Task. Please format the records from the line with "mesh, one point per instance." to the line with "[[467, 94]]", both ends included, as a Markdown table with columns named Row and Line, numbering each row and omitting blank lines.
start
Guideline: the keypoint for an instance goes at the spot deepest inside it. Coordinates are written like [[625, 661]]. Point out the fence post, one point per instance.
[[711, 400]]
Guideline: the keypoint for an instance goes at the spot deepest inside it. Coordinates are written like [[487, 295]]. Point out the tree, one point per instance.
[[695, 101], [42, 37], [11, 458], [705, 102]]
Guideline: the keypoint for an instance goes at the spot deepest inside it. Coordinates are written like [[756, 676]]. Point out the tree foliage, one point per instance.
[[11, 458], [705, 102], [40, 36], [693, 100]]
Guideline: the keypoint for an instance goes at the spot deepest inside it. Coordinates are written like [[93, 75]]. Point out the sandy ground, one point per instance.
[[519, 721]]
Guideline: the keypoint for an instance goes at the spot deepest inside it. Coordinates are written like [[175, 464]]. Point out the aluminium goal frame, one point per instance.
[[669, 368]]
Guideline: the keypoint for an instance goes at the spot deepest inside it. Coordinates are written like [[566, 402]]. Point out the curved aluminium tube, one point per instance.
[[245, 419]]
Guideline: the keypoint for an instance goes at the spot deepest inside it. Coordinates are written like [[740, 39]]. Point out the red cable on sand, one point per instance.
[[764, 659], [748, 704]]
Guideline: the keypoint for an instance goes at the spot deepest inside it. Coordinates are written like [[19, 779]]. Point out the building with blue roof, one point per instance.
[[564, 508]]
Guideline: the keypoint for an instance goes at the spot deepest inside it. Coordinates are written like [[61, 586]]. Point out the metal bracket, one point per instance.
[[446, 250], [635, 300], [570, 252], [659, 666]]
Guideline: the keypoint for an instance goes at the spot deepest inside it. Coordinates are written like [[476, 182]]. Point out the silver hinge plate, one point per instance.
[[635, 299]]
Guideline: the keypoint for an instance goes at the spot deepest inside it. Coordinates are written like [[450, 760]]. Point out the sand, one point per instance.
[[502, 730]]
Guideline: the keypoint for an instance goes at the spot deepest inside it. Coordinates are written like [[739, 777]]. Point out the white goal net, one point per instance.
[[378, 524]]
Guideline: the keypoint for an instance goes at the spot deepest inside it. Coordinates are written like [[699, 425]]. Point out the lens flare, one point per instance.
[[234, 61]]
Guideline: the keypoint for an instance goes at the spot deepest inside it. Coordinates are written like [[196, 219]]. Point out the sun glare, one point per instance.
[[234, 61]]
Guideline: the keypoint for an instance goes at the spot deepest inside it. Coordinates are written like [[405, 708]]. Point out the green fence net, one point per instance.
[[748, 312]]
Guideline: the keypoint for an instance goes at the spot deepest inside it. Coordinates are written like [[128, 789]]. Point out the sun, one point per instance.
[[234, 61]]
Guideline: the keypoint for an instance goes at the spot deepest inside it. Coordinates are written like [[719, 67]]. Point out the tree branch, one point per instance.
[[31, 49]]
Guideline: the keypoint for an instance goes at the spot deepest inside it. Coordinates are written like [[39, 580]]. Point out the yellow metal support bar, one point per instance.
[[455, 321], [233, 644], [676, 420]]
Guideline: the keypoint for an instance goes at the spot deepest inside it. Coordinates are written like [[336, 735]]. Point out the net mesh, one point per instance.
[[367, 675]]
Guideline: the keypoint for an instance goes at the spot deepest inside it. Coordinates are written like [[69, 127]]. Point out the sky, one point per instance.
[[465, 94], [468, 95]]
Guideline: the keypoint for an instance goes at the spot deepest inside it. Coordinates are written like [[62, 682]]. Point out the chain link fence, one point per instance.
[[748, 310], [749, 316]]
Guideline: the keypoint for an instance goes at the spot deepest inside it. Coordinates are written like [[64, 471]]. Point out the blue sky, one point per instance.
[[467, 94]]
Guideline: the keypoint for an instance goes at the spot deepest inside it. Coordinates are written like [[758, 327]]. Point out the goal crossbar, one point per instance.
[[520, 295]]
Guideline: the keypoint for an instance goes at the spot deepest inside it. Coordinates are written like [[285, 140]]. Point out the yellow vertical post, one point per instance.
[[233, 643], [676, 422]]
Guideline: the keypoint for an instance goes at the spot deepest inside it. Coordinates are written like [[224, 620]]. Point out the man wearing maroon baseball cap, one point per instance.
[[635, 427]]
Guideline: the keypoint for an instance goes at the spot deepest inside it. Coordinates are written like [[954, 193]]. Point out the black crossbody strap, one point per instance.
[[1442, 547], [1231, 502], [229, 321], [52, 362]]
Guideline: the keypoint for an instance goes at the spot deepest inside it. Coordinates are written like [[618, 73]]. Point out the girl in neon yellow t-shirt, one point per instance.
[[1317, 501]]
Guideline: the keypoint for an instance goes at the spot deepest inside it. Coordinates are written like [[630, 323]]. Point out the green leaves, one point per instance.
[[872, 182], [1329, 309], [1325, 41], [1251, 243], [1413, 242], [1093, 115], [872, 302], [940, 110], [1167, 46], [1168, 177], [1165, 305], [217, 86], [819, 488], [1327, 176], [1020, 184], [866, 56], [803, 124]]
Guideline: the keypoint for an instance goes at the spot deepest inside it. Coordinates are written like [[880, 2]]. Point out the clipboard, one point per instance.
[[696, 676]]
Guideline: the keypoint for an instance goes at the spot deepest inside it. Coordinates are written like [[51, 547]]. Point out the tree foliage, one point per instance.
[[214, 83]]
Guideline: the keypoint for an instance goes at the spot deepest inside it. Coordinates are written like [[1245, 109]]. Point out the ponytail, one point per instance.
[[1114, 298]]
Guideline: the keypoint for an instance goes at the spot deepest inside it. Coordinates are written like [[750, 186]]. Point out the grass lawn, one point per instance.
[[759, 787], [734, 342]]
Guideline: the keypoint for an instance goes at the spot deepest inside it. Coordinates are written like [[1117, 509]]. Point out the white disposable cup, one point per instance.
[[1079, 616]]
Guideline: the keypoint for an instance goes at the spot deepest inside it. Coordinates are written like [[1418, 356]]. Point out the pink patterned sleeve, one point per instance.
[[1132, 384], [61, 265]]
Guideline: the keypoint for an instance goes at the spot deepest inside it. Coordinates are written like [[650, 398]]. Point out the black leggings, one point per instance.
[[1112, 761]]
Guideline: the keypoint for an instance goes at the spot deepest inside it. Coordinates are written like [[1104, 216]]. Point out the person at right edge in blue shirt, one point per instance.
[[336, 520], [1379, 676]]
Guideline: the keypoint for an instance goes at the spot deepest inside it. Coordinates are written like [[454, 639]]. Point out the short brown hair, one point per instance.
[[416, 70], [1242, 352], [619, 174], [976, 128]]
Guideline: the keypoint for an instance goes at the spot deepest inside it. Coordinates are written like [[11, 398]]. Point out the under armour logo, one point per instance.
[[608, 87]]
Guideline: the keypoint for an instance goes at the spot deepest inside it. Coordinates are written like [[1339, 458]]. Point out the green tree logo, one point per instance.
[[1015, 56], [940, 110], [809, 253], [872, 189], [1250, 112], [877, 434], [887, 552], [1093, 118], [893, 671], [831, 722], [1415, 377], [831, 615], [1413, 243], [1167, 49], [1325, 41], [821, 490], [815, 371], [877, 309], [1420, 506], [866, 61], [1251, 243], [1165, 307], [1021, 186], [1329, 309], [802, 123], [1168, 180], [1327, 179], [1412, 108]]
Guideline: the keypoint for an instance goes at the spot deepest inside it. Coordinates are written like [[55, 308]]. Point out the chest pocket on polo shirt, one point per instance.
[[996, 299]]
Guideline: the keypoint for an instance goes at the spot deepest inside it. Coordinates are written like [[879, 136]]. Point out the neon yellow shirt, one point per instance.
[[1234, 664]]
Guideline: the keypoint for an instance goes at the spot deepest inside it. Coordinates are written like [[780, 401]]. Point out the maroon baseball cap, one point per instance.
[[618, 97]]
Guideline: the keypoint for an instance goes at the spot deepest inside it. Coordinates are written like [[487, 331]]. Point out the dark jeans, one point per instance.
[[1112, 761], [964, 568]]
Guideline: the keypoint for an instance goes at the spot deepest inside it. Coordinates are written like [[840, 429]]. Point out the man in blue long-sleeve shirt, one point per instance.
end
Full response.
| Row | Line |
|---|---|
| 1 | Guideline: the keypoint for an instance goes at the spot deepest inside it. Coordinates are written like [[336, 735]]. Point out the net mesh, one point per instance. |
| 2 | [[367, 675]] |
| 3 | Guideline: the keypoint for an instance goes at the spot deepest inside it. Coordinates are written like [[69, 127]]. Point out the sky, one point per instance. |
| 4 | [[465, 94], [468, 95]] |
| 5 | Guideline: the keypoint for an instance goes at the spot deepest inside it. Coordinates are written like [[62, 682]]. Point out the chain link fence, one point per instance. |
| 6 | [[748, 310], [749, 316]] |
| 7 | Guideline: the keypoint for an instance goes at the spot deepest inside it. Coordinates are written like [[64, 471]]. Point out the blue sky, one point per instance. |
| 8 | [[467, 94]] |